**Records shown**
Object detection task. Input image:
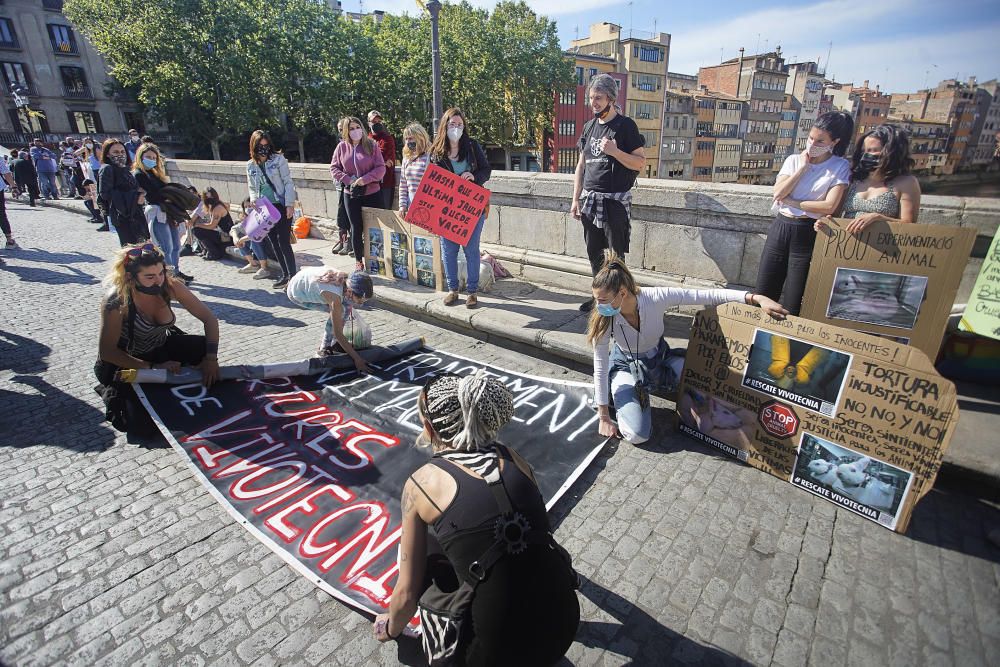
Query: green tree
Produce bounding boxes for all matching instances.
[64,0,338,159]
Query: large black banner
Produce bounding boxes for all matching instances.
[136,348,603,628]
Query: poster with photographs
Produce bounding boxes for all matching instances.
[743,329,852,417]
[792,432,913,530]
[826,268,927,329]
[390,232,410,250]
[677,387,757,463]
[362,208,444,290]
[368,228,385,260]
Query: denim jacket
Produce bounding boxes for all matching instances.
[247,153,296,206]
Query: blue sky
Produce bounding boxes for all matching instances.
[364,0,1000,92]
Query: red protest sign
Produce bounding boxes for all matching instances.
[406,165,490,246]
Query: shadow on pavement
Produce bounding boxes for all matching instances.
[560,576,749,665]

==

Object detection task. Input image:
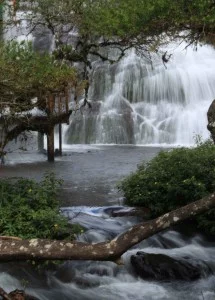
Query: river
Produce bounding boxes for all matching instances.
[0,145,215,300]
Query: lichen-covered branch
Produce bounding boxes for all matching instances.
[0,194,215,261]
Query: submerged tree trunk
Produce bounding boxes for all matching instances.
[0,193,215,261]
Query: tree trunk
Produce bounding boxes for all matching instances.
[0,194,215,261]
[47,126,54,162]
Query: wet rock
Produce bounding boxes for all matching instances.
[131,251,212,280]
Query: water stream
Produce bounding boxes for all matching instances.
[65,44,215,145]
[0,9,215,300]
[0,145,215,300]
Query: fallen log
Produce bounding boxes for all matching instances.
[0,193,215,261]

**Your task**
Copy out the lines word for word, from the line containing "Query: poster with photographs" through the line containing "[406,165,490,246]", with both of those lines included.

**The result**
Query: poster with photographs
Produce bounding boxes for all matching instances.
[743,329,852,417]
[792,432,913,530]
[826,268,927,329]
[390,232,410,250]
[677,387,757,463]
[362,208,444,290]
[368,228,385,260]
Query: denim jacket
Produce bounding boxes for all matching instances.
[247,153,296,206]
Query: blue sky
Produce bounding boxes for all matching instances.
[364,0,1000,92]
Query: red protest sign
Produce bounding boxes for all matching instances.
[406,165,490,246]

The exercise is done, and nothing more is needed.